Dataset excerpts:
○ ○ ○

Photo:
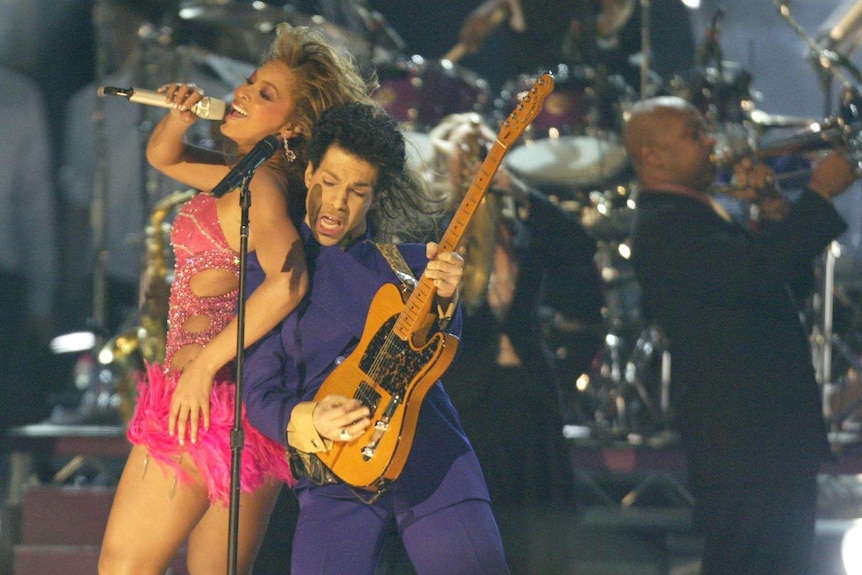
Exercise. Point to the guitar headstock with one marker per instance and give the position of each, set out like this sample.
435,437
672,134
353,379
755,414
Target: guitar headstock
527,110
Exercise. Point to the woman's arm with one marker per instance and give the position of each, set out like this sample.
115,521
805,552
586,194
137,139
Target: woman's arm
167,151
279,250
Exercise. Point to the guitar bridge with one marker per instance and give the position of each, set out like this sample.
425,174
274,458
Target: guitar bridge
380,427
367,396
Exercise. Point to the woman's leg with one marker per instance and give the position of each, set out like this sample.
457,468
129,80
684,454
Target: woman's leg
207,553
152,515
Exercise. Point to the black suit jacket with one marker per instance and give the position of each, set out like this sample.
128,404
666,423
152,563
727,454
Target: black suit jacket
730,301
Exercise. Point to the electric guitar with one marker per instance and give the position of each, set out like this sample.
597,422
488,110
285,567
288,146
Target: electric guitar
396,362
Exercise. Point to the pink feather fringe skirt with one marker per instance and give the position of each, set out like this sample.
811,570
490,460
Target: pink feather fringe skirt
262,458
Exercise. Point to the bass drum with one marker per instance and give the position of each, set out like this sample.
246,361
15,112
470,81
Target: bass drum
574,142
419,93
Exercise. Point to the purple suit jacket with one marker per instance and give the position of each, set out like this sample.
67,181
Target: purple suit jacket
289,365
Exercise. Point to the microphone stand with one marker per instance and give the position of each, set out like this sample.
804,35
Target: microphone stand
237,436
646,47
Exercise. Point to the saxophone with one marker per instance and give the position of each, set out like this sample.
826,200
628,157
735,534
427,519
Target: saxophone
146,341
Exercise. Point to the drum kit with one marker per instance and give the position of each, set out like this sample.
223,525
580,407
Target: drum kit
572,152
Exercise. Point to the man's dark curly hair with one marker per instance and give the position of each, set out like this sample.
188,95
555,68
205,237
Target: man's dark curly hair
365,131
402,206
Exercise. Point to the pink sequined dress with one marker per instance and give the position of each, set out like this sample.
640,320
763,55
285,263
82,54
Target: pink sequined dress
199,245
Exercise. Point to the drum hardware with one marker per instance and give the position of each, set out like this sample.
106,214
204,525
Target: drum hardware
420,93
841,32
574,142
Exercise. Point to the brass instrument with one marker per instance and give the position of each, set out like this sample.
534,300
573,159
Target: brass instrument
840,132
146,341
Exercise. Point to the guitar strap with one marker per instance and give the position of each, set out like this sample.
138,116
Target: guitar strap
398,265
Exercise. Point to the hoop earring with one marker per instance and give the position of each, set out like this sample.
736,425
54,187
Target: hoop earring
288,153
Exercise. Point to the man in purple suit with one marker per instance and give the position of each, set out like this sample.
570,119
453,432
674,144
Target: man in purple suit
439,503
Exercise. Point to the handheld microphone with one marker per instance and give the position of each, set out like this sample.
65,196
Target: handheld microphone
208,108
261,152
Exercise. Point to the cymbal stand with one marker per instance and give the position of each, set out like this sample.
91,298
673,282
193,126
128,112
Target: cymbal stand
646,46
823,303
101,21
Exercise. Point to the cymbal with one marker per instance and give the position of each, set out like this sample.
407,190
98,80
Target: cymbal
767,120
255,14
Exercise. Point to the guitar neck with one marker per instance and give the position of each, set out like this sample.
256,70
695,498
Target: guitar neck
418,305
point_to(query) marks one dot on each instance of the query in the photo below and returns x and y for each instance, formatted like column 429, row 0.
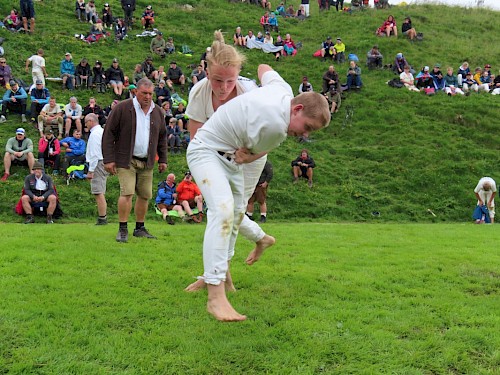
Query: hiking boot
column 143, row 232
column 101, row 221
column 122, row 235
column 30, row 219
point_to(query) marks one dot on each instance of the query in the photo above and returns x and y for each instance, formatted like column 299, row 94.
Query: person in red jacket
column 189, row 196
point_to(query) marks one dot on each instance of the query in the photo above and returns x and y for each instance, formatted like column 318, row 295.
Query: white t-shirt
column 38, row 62
column 200, row 107
column 257, row 120
column 481, row 182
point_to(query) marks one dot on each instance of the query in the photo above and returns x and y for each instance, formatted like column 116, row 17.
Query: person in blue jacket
column 67, row 70
column 166, row 199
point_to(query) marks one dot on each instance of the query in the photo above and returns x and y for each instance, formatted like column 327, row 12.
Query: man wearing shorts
column 134, row 134
column 96, row 174
column 38, row 71
column 28, row 12
column 485, row 192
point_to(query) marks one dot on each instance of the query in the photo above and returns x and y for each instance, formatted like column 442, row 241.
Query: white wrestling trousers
column 251, row 173
column 222, row 184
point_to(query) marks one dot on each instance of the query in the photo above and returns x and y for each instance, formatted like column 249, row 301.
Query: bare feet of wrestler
column 200, row 284
column 219, row 306
column 262, row 245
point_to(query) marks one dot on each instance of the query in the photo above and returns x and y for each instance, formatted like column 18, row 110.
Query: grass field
column 328, row 298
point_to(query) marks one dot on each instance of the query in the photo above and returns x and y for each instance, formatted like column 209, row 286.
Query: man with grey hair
column 96, row 173
column 134, row 134
column 485, row 192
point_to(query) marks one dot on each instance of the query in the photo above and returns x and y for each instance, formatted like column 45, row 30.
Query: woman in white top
column 222, row 84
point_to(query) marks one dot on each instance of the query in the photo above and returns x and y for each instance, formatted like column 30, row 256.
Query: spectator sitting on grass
column 339, row 51
column 38, row 191
column 374, row 58
column 14, row 101
column 67, row 70
column 162, row 93
column 19, row 151
column 39, row 98
column 303, row 166
column 407, row 79
column 5, row 73
column 469, row 84
column 51, row 114
column 354, row 76
column 49, row 150
column 189, row 196
column 451, row 83
column 75, row 150
column 408, row 29
column 157, row 45
column 166, row 199
column 148, row 17
column 73, row 112
column 388, row 28
column 238, row 38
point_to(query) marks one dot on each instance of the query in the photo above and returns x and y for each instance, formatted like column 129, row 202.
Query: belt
column 227, row 156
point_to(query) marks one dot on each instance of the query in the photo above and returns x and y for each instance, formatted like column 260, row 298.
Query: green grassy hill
column 401, row 153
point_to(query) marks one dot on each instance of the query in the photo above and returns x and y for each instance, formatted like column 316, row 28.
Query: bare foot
column 200, row 284
column 262, row 245
column 219, row 306
column 197, row 285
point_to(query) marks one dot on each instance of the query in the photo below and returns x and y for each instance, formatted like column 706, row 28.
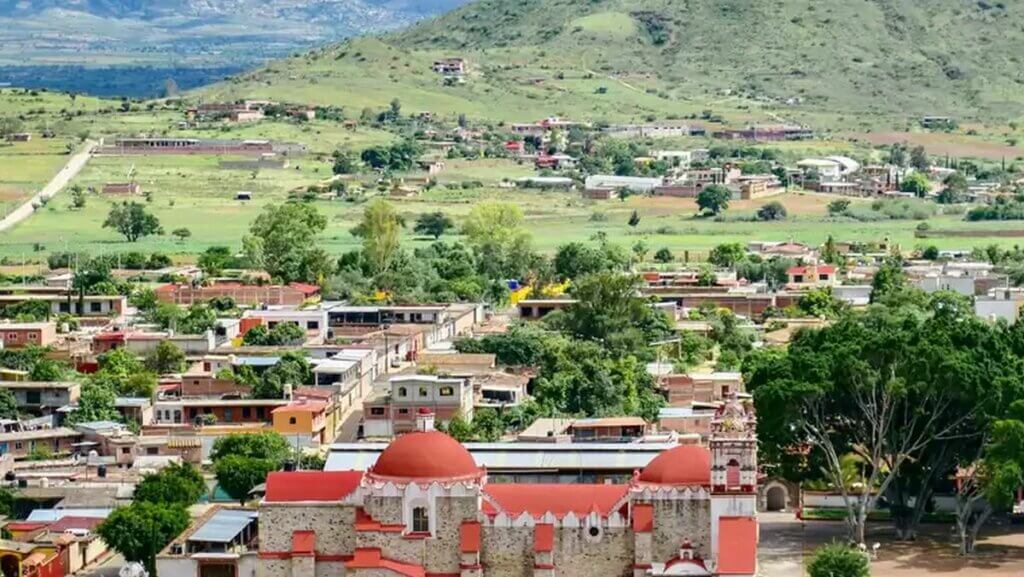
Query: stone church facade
column 426, row 509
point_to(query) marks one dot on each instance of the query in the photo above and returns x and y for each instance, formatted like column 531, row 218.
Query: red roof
column 304, row 542
column 469, row 537
column 312, row 393
column 366, row 523
column 425, row 455
column 305, row 289
column 317, row 486
column 87, row 523
column 544, row 537
column 686, row 464
column 308, row 406
column 24, row 526
column 643, row 518
column 737, row 545
column 371, row 559
column 538, row 499
column 822, row 270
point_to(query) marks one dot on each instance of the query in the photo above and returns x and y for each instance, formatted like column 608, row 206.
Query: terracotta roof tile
column 310, row 486
column 737, row 545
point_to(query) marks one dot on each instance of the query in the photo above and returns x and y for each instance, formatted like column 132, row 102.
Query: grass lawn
column 195, row 193
column 26, row 167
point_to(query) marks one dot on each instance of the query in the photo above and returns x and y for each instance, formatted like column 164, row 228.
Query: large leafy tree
column 433, row 224
column 893, row 385
column 283, row 241
column 166, row 358
column 714, row 199
column 139, row 531
column 132, row 221
column 177, row 483
column 265, row 445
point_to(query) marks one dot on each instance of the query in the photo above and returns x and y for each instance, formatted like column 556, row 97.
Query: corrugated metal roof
column 522, row 456
column 224, row 526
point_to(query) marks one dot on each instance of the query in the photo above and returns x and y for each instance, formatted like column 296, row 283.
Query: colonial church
column 426, row 509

○ ○ ○

## ASSIGNMENT
All entries above are to be reproduced exactly, with no pictures.

## SOLUTION FOR THIS EXERCISE
Photo:
Exercise. Point to the guitar headstock with one marker per instance and give the position of each, set out like this sample.
435,437
672,134
353,379
755,414
Target: guitar headstock
527,110
Exercise. Point to the woman's arm with one marker per instance and give the position of each, set out like this sample.
115,521
805,552
586,194
137,139
Target: woman's arm
167,151
279,250
Exercise. Point to the guitar bridge with one marker per instance and give the position of each, set out like this sample.
425,174
274,458
Target: guitar bridge
380,427
367,396
Exercise. Point to the woman's leg with one marker per instance and give the position of each, set out like this sample.
457,468
129,80
684,454
Target: woman's leg
207,553
152,515
Exercise. Point to the black suit jacket with one marker per instance and give the position of each, set out like this sample.
128,404
666,423
152,563
727,454
Target: black suit jacket
730,301
Exercise. Point to the electric guitar with one marker per instance and give the position of each, set out like this sample.
597,422
488,110
285,567
288,146
Target: electric guitar
396,362
Exercise. Point to the pink feather fringe skirt with one marker per instance and give the position of each, set out like this sample.
811,570
490,460
Target: pink feather fringe skirt
262,458
Exercise. Point to the bass drum with one marker per instance and give the position of each, set out like this sample.
246,361
15,112
470,81
Target: bass drum
574,142
419,93
Exercise. Point to the purple suit jacket with one marker per instance and give the position of each, set out like this sample.
67,181
Target: purple suit jacket
289,365
Exercise. Point to the microphone stand with one marker per instance and give the position of each, set out like this sample.
804,35
Target: microphone stand
237,436
646,47
Exercise. Point to the saxophone with one marker per instance and give the position of each, set out like this sample.
826,200
628,157
735,534
427,519
Target: saxophone
146,341
Exercise. Point to the drum kit with one marker per instance and give the position of each, set out like this sample.
223,525
580,407
Target: drum kit
572,152
Exercise. Point to the man's dark curly hair with one marker per instance and give the position of each, set out like this sample.
188,95
555,68
205,237
Target: man's dark curly hair
365,131
402,206
Exercise. Point to the pink sequined dress with one marker per instance and give the position of each, set out like this sample.
640,320
763,55
285,263
82,54
Target: pink sequined dress
199,245
Exercise. Point to the drum hardware with one marker per instance and give the position of each, set out like this sample.
106,214
204,525
Target: drum hardware
420,93
841,32
574,142
Exercise. Point to the brass instrument with one marker per instance and give the position of each, set out like this sample.
534,300
573,159
Target: brass instrument
840,132
146,341
Exercise. Point to the guitar strap with one marker per instance and give the position of each, set out like this sample.
138,116
Target: guitar strap
398,265
Exercise. Point to the hoop earring with one marker per instance and give the position of each, set out like this sample.
736,425
54,187
Target: hoop earring
288,153
Exercise. Point to the man in purple suit with one marker per instance and give the position of each, set out like this sample.
570,119
453,432
674,144
Target: man in purple suit
439,503
Exercise. Point to the handheld microphone with one marker per instance and give the position of each, set out like this sample.
65,196
Target: handheld microphone
208,108
261,152
Exercise. Point to the cymbal stand with one marker per instance and give the position of each, set out like this sample.
91,298
673,282
193,126
128,112
Target: cymbal stand
646,46
823,303
101,21
Exercise. Point to the cymbal with one marker per instance and give the position of each, set out like this sample.
407,190
98,80
Target: cymbal
767,120
255,14
Exercise. Point to the guitar neck with one marker per instance and give the position of each, set out like this sample.
256,70
695,498
Target: guitar neck
418,305
point_to(query) marks one dot on each instance of the query in the photo below and returns x and y for each instance, formatted like column 429, row 0.
Query: hiking boot
column 143, row 232
column 101, row 221
column 122, row 235
column 30, row 219
point_to(query) marks one dot on each instance of the query in the photo above and returns x and y for each instance, formatted like column 299, row 94.
Query: person in red jacket
column 189, row 196
point_to(query) marks one dot on each instance of the query in the photo above and returns x and y for each instance, formatted like column 318, row 295.
Query: white t-shirt
column 38, row 62
column 200, row 107
column 257, row 120
column 481, row 182
point_to(query) marks one dot on each instance of the query in the photo above and returns x and y for each instance, formatted like column 116, row 17.
Query: person in blue jacket
column 67, row 70
column 166, row 199
point_to(query) marks one dot on each instance of the query in the photo above and returns x and y for each instance, formatted like column 327, row 12.
Query: man wearing shorts
column 134, row 134
column 96, row 174
column 38, row 71
column 28, row 12
column 485, row 192
point_to(query) marks one dot on each instance of the query in the photo above and returns x and y for each instance, formatted like column 442, row 241.
Query: white wrestling trousers
column 251, row 173
column 222, row 184
point_to(query) marks one dot on each instance of the query in the photo above and returns x and y for each instance, formatted like column 249, row 301.
Query: bare feet of wrestler
column 200, row 284
column 219, row 306
column 262, row 245
point_to(query) marks one dot on each instance of the query in the photo above and returns x and y for each instance, formatted like column 18, row 110.
Query: grass field
column 328, row 298
point_to(query) marks one dot on each instance of the query in the photo above and returns x and y for each instance, formatted like column 209, row 286.
Query: man with grey hair
column 96, row 173
column 134, row 134
column 485, row 192
point_to(query) marks one dot on each instance of the query in the photo above and returns x and y for each instance, formatted like column 45, row 30.
Query: woman in white top
column 222, row 84
point_to(query) marks one dot on each instance of the query in the photo above and returns x and y for each instance, formatted like column 30, row 256.
Query: spectator sitting on grass
column 339, row 51
column 38, row 191
column 374, row 58
column 14, row 101
column 67, row 70
column 162, row 93
column 19, row 151
column 39, row 98
column 303, row 166
column 407, row 79
column 5, row 73
column 469, row 84
column 51, row 114
column 354, row 76
column 49, row 150
column 189, row 196
column 451, row 83
column 75, row 150
column 408, row 29
column 157, row 45
column 166, row 199
column 148, row 17
column 73, row 112
column 388, row 28
column 238, row 38
point_to(query) marks one dot on each instance of the query in the photo above and returns x and y for each instance, formatted like column 129, row 202.
Query: belt
column 227, row 156
point_to(query) marks one dot on each instance of the query in the photo above and returns x and y for each instance, formatted like column 260, row 298.
Query: green grassy hill
column 401, row 153
point_to(query) marks one dot on each instance of the query in the photo above and returns x and y for each instance, formatted like column 316, row 28.
Query: bare foot
column 200, row 284
column 262, row 245
column 219, row 306
column 197, row 285
point_to(query) marks one dot on each instance of the query in the photo below and returns x and y for each instance, formatted like column 706, row 28.
Query: stone church facade
column 426, row 509
point_to(query) marks one dot on each instance of the query in the photo above and returns x and y for each instance, formatted like column 531, row 218.
Query: red roof
column 304, row 542
column 469, row 537
column 312, row 393
column 366, row 523
column 425, row 455
column 305, row 289
column 317, row 486
column 87, row 523
column 544, row 537
column 686, row 464
column 308, row 406
column 24, row 526
column 643, row 518
column 737, row 545
column 371, row 559
column 538, row 499
column 822, row 270
point_to(query) marks one dot on each instance of the query in the photo above and returns x and y for each instance, formatted like column 608, row 206.
Query: terracotta roof tile
column 310, row 486
column 737, row 545
point_to(query) marks one dot on each instance of the query in the photo above and returns x and y for each instance, formatted like column 132, row 102.
Query: grass lawn
column 195, row 193
column 26, row 167
point_to(query) marks one dot on each instance of the query in the photo above and returns x and y for each instance, formatted like column 164, row 228.
Query: large leafy tree
column 433, row 224
column 893, row 385
column 283, row 241
column 166, row 358
column 714, row 199
column 139, row 531
column 132, row 221
column 177, row 483
column 265, row 445
point_to(query) marks one dot on each instance of the query in the photo above and returns x and y for each instance, formatted like column 556, row 97.
Query: corrugated metal roof
column 522, row 456
column 224, row 526
point_to(query) marks one dot on each instance of the query in the photo above and returns x and y for each instance, formatted like column 296, row 283.
Query: colonial church
column 426, row 509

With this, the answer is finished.